§ **Exercise requirements**
Reproduce word for word everything from "RELEASE NO. 1532" down to "March 26, 2002)" in the SEC release on the Waste Management fraud charges.

§ **Page text**
— Start —
SEC Indicts Waste Management Founder, Dean Buntrock


LITIGATION RELEASE NO. 17435 / March 26, 2002


RELEASE NO. 1532 / March 26, 2002

Waste Management, Inc. Founder and Five Other Former Top Officers Sued for Massive Earnings Management Fraud

Securities and Exchange Commission v. Dean L. Buntrock, Phillip B. Rooney, James E. Koenig, Thomas C. Hau, Herbert A. Getz, and Bruce D. Tobecksen, Civil Action No. 02C 2180 (Judge Manning) (N.D. Ill. March 26, 2002)

The Securities and Exchange Commission ("Commission") today filed a Complaint charging the founder and five other former top officers of Waste Management, Inc. ("Waste Management" or "Company") with perpetrating a massive financial fraud lasting more than five years. The Commission alleged that, beginning in 1992 and continuing into 1997, defendants engaged in a systematic scheme to falsify and misrepresent Waste Management's financial results and thereby enrich themselves and keep their jobs. The scheme was orchestrated and implemented by Waste Management's most senior officers:

  • Dean L. Buntrock - Waste Management's founder, chairman of the Board of Directors, and chief executive officer during most of the relevant period;
  • Phillip B. Rooney - president and chief operating officer, director, and CEO for a portion of the relevant period;
  • James E. Koenig - executive vice president and chief financial officer;
  • Thomas C. Hau - vice president, corporate controller, and chief accounting officer;
  • Herbert Getz - senior vice president, general counsel, and secretary; and
  • Bruce D. Tobecksen - vice president of finance.

The Commission brought its action in the United States District Court for the Northern District of Illinois. The Complaint alleges that the defendants violated, and aided and abetted violations of, antifraud, reporting, and record-keeping provisions of the federal securities laws. As relief, the Commission seeks final judgments permanently enjoining defendants from further violations of these provisions, ordering disgorgement of defendants' ill-gotten gains plus prejudgment thereon, imposing civil money penalties, and prohibiting defendants from serving as officers or directors of public companies.

In its Complaint, the Commission alleges the following:

Defendants fraudulently manipulated the Company's financial results to meet predetermined earnings targets. The Company's revenues and profits were not growing fast enough to meet these targets, so defendants instead resorted to improperly eliminating and deferring current period expenses to inflate earnings. They employed a multitude of improper accounting practices to achieve this objective. Among other things, defendants

  • avoided depreciation expenses on their garbage trucks by both assigning unsupported and inflated salvage values and extending their useful lives,
  • assigned arbitrary salvage values to other assets that previously had no salvage value,
  • failed to record expenses for decreases in the value of landfills as they were filled with waste,
  • refused to record expenses necessary to write off the costs of unsuccessful and abandoned landfill development projects,
  • established inflated environmental reserves (liabilities) in connection with acquisitions so that the excess reserves could be used to avoid recording unrelated operating expenses,
  • improperly capitalized a variety of expenses, and
  • failed to establish sufficient reserves (liabilities) to pay for income taxes and other expenses.
  • Defendants' improper accounting practices were centralized at corporate headquarters. Each year, Buntrock, Rooney, and others prepared an annual budget in which they set earnings targets for the upcoming year. During the year, they monitored the Company's actual operating results and compared them to the quarterly targets set in the budget. To reduce expenses and inflate earnings artificially, defendants then primarily used "top-level adjustments" to conform the Company's actual results to the predetermined earnings targets. The inflated earnings of prior periods then became the floor for future manipulations. The consequences, however, created what Hau referred to as a "one-off" problem. To sustain the scheme, earnings fraudulently achieved in one period had to be replaced in the next.
— End —
§ **Data excerpts**
— Start —
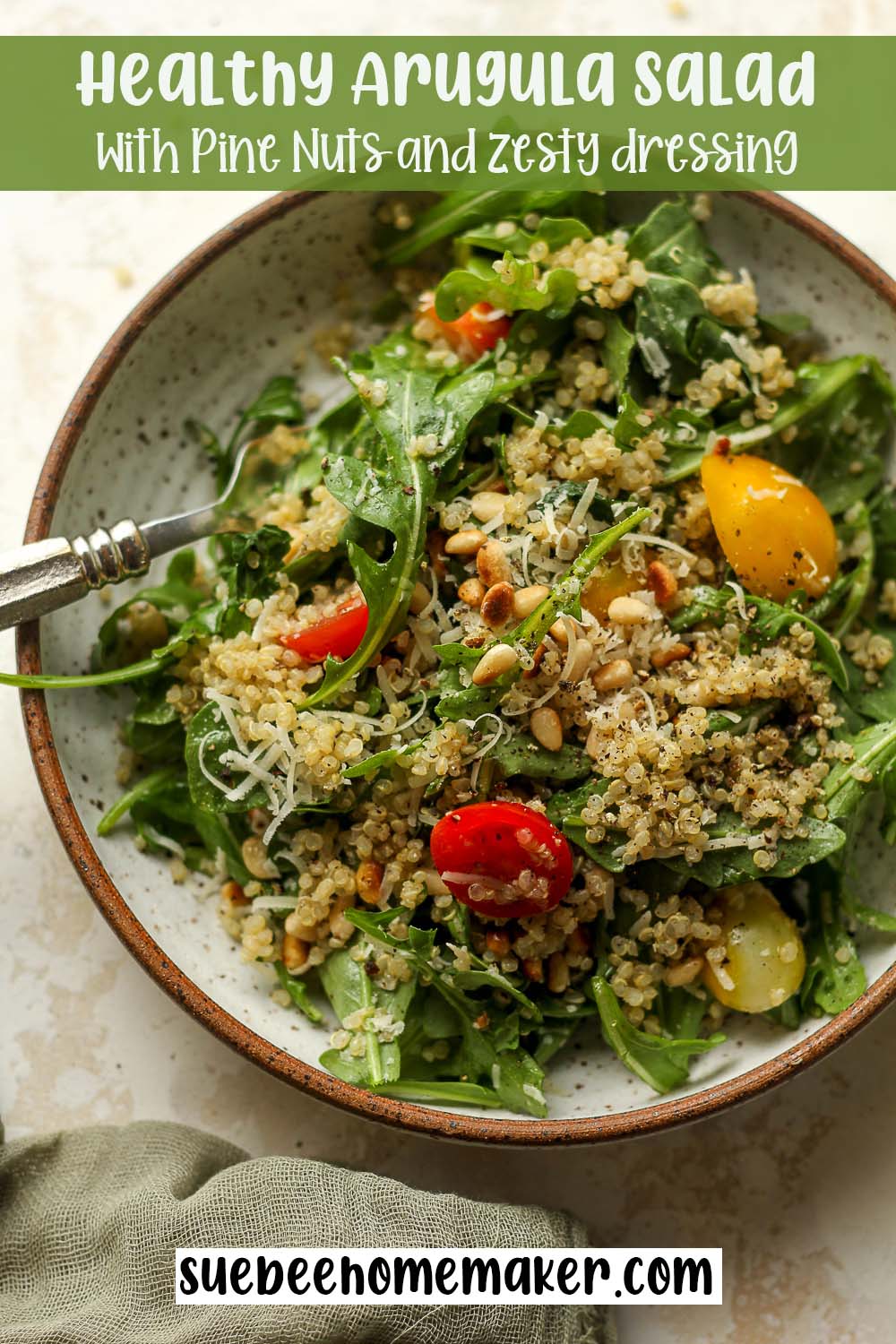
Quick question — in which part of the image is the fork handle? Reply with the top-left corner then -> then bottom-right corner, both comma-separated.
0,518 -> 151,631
— End —
— Start —
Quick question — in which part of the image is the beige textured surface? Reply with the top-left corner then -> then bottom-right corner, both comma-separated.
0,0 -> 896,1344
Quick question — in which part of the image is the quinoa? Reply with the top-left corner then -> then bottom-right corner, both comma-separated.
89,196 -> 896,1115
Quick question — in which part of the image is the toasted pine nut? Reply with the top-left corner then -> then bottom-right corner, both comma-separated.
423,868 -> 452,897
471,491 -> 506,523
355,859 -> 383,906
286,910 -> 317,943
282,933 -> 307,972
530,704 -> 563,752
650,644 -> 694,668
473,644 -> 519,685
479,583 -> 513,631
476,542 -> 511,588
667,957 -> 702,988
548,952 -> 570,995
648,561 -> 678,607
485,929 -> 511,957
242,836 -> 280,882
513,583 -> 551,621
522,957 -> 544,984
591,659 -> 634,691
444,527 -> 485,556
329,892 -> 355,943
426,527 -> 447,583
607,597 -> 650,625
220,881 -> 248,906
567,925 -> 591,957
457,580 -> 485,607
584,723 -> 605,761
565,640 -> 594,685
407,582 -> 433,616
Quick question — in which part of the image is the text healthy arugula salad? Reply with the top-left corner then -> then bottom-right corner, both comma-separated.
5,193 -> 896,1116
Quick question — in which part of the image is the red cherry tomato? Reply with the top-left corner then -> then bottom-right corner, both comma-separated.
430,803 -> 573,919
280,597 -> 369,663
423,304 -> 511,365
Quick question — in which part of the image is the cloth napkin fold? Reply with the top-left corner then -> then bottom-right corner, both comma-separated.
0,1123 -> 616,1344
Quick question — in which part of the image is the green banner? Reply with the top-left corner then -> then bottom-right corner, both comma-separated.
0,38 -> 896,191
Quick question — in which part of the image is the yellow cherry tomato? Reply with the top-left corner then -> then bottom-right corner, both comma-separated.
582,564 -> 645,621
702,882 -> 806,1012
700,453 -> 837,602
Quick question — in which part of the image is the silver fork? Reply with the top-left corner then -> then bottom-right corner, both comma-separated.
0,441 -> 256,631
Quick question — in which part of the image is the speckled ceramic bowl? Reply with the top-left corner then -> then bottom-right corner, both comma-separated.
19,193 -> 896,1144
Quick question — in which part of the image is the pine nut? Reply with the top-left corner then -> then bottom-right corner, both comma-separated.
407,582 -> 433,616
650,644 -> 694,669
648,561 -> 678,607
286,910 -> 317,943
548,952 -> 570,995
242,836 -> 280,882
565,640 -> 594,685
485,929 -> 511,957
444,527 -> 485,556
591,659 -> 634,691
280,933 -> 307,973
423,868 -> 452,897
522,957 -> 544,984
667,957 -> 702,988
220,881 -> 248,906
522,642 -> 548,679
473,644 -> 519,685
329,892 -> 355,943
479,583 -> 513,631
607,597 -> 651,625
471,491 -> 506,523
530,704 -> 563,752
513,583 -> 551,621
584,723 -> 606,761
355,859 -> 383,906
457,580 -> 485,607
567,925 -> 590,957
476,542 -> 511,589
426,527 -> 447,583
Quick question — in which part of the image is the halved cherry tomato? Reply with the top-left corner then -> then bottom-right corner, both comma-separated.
— End —
§ **Result below**
RELEASE NO. 1532 / March 26, 2002

Waste Management, Inc. Founder and Five Other Former Top Officers Sued for Massive Earnings Management Fraud

Securities and Exchange Commission v. Dean L. Buntrock, Phillip B. Rooney, James E. Koenig, Thomas C. Hau, Herbert A. Getz, and Bruce D. Tobecksen, Civil Action No. 02C 2180 (Judge Manning) (N.D. Ill. March 26, 2002)